A run of records
┏━━

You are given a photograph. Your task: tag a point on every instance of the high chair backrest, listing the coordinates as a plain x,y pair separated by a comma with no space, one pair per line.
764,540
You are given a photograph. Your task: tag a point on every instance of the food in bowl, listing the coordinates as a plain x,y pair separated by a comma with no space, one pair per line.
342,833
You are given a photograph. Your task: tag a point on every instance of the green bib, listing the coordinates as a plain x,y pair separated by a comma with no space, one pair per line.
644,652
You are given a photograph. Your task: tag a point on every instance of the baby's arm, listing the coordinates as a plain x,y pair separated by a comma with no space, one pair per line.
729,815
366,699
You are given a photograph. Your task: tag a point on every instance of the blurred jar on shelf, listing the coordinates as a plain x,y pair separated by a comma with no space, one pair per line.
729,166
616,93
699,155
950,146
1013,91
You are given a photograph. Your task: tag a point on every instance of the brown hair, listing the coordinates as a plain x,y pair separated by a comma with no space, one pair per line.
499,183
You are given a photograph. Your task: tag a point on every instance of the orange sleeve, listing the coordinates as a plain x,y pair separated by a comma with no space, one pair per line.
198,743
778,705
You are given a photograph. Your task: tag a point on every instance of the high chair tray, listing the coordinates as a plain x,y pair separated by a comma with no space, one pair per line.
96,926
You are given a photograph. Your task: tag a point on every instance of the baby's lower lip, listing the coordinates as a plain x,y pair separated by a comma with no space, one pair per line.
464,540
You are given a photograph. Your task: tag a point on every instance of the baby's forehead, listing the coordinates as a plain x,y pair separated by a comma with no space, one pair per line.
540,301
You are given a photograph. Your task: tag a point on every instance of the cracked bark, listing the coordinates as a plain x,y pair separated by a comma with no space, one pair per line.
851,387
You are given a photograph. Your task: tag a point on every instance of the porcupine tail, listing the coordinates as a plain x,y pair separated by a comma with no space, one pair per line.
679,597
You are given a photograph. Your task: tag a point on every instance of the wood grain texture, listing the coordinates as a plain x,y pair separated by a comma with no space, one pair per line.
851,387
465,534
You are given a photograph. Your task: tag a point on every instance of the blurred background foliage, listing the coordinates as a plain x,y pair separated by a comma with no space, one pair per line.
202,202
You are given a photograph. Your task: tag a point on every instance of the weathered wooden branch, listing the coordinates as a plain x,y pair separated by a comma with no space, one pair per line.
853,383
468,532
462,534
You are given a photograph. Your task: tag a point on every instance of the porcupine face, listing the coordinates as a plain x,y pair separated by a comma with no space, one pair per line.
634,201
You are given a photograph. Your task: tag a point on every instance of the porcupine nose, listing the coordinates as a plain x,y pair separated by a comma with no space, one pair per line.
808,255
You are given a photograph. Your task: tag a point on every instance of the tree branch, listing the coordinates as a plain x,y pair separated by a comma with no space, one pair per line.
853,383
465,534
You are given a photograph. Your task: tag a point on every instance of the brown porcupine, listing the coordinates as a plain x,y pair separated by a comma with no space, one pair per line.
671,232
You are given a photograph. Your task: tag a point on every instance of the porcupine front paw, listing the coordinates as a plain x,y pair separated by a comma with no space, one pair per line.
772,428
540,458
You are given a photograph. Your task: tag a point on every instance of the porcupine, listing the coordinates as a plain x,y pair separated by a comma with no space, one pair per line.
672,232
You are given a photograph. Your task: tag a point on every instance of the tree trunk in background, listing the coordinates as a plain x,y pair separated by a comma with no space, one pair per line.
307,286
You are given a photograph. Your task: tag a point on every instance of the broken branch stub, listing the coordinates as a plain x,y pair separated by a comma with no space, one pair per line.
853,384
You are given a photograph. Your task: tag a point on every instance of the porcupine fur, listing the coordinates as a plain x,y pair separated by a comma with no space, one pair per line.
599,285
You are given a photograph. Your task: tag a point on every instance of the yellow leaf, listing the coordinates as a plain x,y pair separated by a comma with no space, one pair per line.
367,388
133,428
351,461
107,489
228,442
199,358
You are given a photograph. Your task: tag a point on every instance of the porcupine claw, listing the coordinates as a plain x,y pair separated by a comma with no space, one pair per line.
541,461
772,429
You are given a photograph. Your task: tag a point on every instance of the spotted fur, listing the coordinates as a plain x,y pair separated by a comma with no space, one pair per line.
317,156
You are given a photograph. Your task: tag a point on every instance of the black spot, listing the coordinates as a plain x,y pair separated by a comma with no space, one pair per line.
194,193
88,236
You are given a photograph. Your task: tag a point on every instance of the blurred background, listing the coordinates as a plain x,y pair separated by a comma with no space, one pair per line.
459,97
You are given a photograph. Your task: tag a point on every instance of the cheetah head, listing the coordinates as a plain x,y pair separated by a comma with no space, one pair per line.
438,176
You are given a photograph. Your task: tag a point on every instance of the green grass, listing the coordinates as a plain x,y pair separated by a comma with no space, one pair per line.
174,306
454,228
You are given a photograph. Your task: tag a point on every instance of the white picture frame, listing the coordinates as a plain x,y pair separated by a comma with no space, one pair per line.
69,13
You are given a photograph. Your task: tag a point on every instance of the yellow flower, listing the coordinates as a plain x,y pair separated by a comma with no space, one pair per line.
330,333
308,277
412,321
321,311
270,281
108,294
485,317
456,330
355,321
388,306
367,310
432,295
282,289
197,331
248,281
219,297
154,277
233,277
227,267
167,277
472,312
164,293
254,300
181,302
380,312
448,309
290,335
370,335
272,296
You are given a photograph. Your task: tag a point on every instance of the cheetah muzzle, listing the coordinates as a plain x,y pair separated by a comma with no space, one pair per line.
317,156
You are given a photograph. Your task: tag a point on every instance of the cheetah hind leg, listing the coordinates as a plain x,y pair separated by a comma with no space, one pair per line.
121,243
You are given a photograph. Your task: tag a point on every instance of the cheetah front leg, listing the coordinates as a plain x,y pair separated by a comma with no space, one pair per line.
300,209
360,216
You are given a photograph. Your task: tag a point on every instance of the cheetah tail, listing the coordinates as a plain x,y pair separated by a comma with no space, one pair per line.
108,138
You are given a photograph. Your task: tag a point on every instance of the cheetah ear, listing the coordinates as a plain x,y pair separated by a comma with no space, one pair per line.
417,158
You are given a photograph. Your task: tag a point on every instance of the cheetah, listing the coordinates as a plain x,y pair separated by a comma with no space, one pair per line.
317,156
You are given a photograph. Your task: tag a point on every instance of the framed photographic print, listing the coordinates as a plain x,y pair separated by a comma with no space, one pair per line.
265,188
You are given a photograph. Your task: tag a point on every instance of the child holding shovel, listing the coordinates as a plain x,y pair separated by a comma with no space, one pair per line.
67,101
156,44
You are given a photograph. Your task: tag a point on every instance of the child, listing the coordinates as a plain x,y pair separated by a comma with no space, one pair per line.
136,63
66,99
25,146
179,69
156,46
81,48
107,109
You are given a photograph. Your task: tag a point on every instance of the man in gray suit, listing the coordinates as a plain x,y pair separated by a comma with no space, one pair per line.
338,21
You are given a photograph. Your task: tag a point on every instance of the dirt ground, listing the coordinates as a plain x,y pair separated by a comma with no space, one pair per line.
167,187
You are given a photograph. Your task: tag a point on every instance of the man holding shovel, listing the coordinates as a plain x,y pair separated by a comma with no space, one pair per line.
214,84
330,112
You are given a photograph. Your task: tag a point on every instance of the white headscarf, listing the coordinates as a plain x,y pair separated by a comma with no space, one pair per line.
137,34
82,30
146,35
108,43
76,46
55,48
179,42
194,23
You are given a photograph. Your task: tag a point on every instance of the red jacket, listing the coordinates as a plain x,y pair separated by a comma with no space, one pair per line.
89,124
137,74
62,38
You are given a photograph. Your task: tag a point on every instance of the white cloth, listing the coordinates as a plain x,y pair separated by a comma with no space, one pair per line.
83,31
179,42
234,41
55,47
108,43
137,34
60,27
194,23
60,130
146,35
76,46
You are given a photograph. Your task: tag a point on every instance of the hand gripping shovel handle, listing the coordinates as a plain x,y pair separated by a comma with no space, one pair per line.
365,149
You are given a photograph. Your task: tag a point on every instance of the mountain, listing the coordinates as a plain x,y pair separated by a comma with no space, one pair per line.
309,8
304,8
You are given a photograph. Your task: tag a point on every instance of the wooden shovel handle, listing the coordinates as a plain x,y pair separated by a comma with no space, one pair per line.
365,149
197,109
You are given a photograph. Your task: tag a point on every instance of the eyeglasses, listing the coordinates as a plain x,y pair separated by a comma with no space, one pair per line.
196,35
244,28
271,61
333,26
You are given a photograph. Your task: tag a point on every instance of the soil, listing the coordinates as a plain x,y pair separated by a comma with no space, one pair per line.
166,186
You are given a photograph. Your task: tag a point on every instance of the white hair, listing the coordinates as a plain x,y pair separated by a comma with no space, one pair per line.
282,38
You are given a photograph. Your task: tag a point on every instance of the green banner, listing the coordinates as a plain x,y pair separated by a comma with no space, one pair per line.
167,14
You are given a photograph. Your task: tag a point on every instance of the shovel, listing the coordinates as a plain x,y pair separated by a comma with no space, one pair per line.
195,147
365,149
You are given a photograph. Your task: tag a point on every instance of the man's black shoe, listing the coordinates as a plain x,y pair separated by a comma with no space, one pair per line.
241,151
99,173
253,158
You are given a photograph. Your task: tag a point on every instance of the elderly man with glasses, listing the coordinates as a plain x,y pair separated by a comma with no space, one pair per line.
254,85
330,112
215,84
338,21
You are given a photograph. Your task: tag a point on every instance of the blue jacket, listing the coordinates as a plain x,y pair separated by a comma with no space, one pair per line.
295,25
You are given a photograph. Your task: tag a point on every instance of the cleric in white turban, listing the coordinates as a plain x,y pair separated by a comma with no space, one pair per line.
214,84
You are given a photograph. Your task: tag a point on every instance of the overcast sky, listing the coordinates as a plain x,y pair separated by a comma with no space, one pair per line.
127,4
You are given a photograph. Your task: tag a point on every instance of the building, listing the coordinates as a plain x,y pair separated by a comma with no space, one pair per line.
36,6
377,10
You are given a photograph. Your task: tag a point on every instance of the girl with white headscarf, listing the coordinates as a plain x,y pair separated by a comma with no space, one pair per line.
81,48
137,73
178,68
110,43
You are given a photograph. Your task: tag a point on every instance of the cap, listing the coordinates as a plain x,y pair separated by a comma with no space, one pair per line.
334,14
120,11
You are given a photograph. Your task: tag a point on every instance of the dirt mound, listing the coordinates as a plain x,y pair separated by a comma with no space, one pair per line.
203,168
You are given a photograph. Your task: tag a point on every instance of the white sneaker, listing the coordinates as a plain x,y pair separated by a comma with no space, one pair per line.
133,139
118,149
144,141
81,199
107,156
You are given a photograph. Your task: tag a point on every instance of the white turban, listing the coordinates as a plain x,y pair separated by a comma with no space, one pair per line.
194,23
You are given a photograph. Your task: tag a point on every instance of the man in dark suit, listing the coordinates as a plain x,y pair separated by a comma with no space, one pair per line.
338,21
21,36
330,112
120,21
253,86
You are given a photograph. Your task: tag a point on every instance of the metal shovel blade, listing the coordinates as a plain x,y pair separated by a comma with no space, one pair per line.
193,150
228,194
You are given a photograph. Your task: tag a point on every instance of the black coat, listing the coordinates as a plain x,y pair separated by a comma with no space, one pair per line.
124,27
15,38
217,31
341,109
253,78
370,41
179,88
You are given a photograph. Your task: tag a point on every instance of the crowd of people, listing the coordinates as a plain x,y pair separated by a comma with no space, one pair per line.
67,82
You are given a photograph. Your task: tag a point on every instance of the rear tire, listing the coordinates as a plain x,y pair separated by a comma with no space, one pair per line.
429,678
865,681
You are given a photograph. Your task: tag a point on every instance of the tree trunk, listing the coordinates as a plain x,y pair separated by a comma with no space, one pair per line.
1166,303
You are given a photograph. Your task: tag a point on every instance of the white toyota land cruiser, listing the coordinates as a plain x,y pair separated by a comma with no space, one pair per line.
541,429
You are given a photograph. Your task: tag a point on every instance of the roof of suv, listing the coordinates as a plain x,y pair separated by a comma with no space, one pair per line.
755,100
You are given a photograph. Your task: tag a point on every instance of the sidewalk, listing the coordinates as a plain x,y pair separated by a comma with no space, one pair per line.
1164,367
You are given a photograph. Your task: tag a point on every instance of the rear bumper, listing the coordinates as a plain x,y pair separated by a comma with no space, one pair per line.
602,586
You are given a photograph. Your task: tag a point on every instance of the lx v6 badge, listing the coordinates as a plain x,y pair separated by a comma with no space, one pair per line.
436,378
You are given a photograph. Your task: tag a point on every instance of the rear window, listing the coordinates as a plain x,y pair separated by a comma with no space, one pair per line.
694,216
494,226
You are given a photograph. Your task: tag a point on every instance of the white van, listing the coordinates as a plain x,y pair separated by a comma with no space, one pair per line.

┗━━

> _DESCRIPTION OF THE TASK_: Starting at the line that contains "rear tire, listing", copy each line exactly through the end of the listing above. Include that first line and the last one, and add nothing.

> _RESULT OF THIS EXERCISE_:
You are given a photograph. Your task: tag a point on every instance of the rear tire, listing the coordinates as a plain x,y pair separated by a comma with no space, one pair per line.
429,678
865,681
You are given a photograph. Your task: tag a point on every instance of the tree trunk, listing the coordinates as a plain x,y pair separated by a comma with no space, one pair per line.
1166,303
You are given a photograph. Your task: tag a point on every instance of the white toyota land cruiser, listing the coordinates as a plain x,y pair separated by a comma with no space, one pair per line.
541,429
You are given a photograph. Your task: tag a point on every instance of the roof of suv, listing the coordinates as a plain x,y pair separated by a comma with no space, one pair per line.
755,100
You are given a photograph. Your task: tag a point on every instance of the sidewalk, listing the coordinates as a plain x,y pair separated by a comma with no space, one pair per line.
1164,367
You are given a photograph. Your task: tag a point on every instance of the rear bumper, listing the coordinates as a plain x,y pair separated by a comma with no space, one pair per line.
602,586
You are given a photograph. Your task: tag a point on every instance of the lx v6 badge, listing the coordinates as a plain x,y pair separated by a comma with no space, one pair per line.
436,378
You are given a photograph. Your task: tag a point on every instance of the rear window, listing the coordinates as a plain x,y pair separated by a comma with no space, one pair per line.
694,216
494,226
You are given a photograph. Your task: tag a point on every instance of the white van, listing the coordinates as a plain x,y pair separated by a comma with no space, one pair per line.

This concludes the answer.